-- Start of SOURCE DATA --
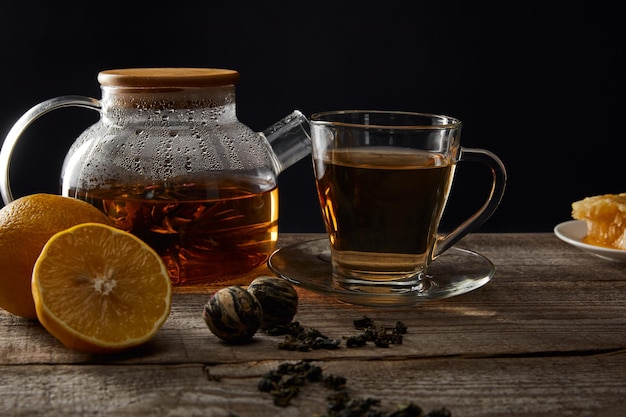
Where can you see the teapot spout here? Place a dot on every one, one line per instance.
(290, 139)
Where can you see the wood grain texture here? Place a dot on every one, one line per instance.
(546, 337)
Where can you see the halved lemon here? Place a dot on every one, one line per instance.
(99, 289)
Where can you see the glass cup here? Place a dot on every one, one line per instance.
(383, 180)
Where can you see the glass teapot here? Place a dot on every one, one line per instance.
(170, 162)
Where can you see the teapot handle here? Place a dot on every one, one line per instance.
(23, 122)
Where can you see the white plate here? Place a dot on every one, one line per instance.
(574, 231)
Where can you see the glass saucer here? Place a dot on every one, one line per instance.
(455, 272)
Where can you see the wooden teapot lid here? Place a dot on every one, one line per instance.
(168, 77)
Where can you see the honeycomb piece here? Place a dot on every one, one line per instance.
(605, 216)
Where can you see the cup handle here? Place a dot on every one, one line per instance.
(489, 207)
(23, 122)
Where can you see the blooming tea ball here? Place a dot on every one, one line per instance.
(278, 299)
(233, 314)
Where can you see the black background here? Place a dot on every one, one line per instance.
(541, 84)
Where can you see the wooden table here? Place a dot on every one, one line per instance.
(546, 337)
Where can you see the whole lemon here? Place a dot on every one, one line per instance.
(26, 225)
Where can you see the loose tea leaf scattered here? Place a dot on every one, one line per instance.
(286, 381)
(382, 336)
(302, 339)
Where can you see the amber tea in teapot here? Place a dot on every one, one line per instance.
(197, 236)
(170, 162)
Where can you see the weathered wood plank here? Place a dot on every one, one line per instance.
(546, 337)
(496, 387)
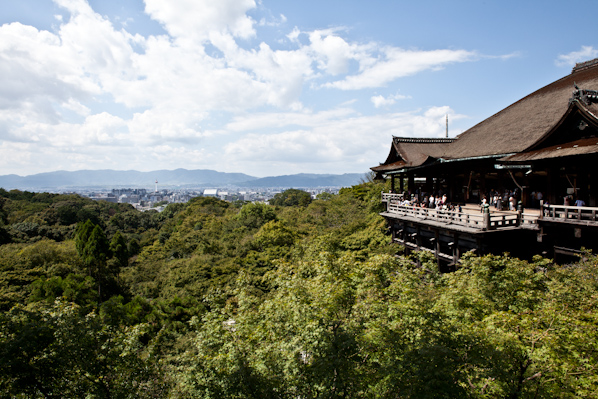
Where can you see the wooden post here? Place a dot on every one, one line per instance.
(401, 188)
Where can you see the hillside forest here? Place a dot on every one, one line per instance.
(299, 298)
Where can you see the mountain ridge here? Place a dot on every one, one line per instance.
(182, 178)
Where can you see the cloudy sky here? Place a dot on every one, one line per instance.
(265, 87)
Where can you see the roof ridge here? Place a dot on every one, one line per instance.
(423, 139)
(581, 66)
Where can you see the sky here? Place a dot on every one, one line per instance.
(266, 87)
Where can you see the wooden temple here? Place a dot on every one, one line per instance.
(540, 153)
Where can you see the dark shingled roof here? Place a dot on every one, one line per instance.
(410, 152)
(520, 127)
(525, 122)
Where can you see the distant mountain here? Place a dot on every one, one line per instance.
(304, 180)
(119, 178)
(95, 179)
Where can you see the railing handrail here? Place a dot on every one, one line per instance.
(488, 221)
(570, 213)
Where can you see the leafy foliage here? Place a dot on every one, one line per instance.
(212, 299)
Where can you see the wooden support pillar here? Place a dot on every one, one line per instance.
(437, 247)
(401, 185)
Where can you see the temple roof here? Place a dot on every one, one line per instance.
(523, 126)
(410, 152)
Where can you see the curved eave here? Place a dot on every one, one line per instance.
(574, 106)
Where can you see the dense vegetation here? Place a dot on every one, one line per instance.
(298, 299)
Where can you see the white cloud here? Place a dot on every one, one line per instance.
(381, 101)
(191, 21)
(586, 53)
(89, 95)
(395, 63)
(333, 139)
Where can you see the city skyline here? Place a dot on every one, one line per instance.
(261, 87)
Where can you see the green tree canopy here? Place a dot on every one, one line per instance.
(291, 197)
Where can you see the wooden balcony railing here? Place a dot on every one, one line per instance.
(575, 214)
(468, 217)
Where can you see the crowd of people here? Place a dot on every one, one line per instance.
(438, 202)
(505, 200)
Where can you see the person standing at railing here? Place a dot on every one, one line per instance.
(539, 197)
(580, 202)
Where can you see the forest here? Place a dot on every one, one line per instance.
(299, 298)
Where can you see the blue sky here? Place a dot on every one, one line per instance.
(265, 87)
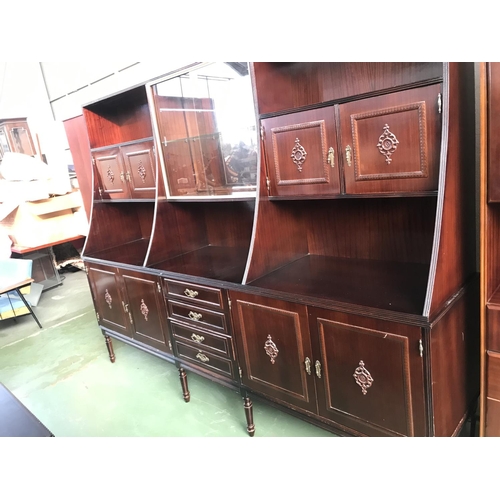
-- End of SOURCE DATA --
◆ WORK TO BE COMPLETED ◆
Please transcribe all of the records above word for word, leaving the pictures out of your answer.

◆ SOLUTION TO THE PROBLEM ◆
Where can you see the teapot spout here? Place a dot on every one, one line per instance.
(290, 139)
Where can you see the wood grain texture here? Place a dot on every one, one line per instance.
(546, 337)
Where can you see the halved lemon here? Place a dot on every one, one line per instance.
(99, 289)
Where can you see the glass cup here? Place a dot on every one, one line per instance.
(383, 180)
Where can you see the glass teapot here? Place a dot on every one, one line per instance.
(170, 162)
Where can you see the teapot handle here? Place a dot on every one, one line per instance.
(23, 122)
Where can you see the white plate here? Place a dot on every one, one line per instance.
(574, 231)
Where can you see the glass saucer here? Place a dot on every one, one line per instance.
(455, 272)
Where can you see the wooden teapot lid here? Place a dot on every one, one line per instance.
(168, 77)
Where can you see the honeycomb piece here? Place a dot on every one, one line per instance.
(605, 216)
Where can you see the cup handle here? Place a dot on every one, one line per instance.
(489, 207)
(23, 122)
Where can you see the blooming tea ball here? Place a dot on every one, one line per instance.
(278, 299)
(233, 314)
Where can you see the black background here? Place a dot on every one, one line per instance.
(541, 84)
Where can you see the wooden table here? Place a dot on every one, one line per instance.
(546, 337)
Where can you see the whole lemon here? Place a dot on every one, one line per instance.
(26, 225)
Where can you see the loose tea leaf scattered here? Place a dot on every one, one line per instance.
(286, 381)
(382, 336)
(302, 339)
Where can you see the amber tea in teapot here? Place a dot on every one, one line per instance.
(197, 236)
(170, 162)
Where can you see the weathered wood plank here? Place a dot on every one, one line per instance.
(546, 337)
(496, 387)
Where can you see the wooden post here? Place a dot on every one, one line per instance.
(401, 188)
Where can you see the hillside forest here? Place a dot on every one, one line per instance.
(299, 298)
Where can you see the mountain ridge here? Place a dot on every one, one line per instance.
(182, 178)
Where can you see the cloudy sky here? Place a dot on every one, one line per instance.
(265, 87)
Where can you see the roof ridge here? Place a dot on every one, one line per instance.
(423, 139)
(581, 66)
Where can you see the sky here? Place a dot on every one, one line per instance.
(266, 87)
Where can you see the wooden temple here? Place a dot on every one, one line per instance.
(540, 153)
Where can you see the dark shingled roof here? Place a dot on every one, one line per instance.
(410, 152)
(520, 127)
(525, 122)
Where can you see the distant mountain here? Place a dot on every one, one line per instance.
(304, 180)
(119, 178)
(95, 179)
Where can you see the railing handrail here? Place a dot on every one, one line per instance.
(488, 221)
(570, 213)
Where can you see the leafy foliage here? Place a dot on every one, one line per instance.
(212, 299)
Where can you see the wooden support pillar here? Place a dot on every one, one line per instance.
(437, 247)
(401, 185)
Where can you see the temple roof here? Place a dot on every one, one line per instance.
(523, 126)
(410, 152)
Where can you see the curved eave here? Place a dot on every one, one line per instance.
(574, 106)
Where can you see the dense vegetation here? Place a dot on every one, one line per instance.
(298, 299)
Where can you see the white cloud here? Place a dot on every one, one line per instance.
(381, 101)
(191, 21)
(586, 53)
(89, 95)
(395, 63)
(333, 139)
Where can you see the city skyline here? Place a dot on every one, one line per instance.
(261, 87)
Where can you see the green tree canopy here? Place a dot on every one, one line per instance.
(291, 197)
Where can you see the wooden balcony railing here? Place a dot on every one, one line per instance.
(575, 214)
(468, 217)
Where can you see the crowd of people here? Place a dot on every one, one line per instance.
(438, 202)
(505, 200)
Where can you see the person standing at railing here? Place a dot on every one, one line per instance.
(539, 197)
(580, 202)
Where can you see the forest here? Place a dot on every one, one line per instance.
(299, 298)
Where can you see the blue sky here? Place a dot on every one, one line per instance.
(265, 87)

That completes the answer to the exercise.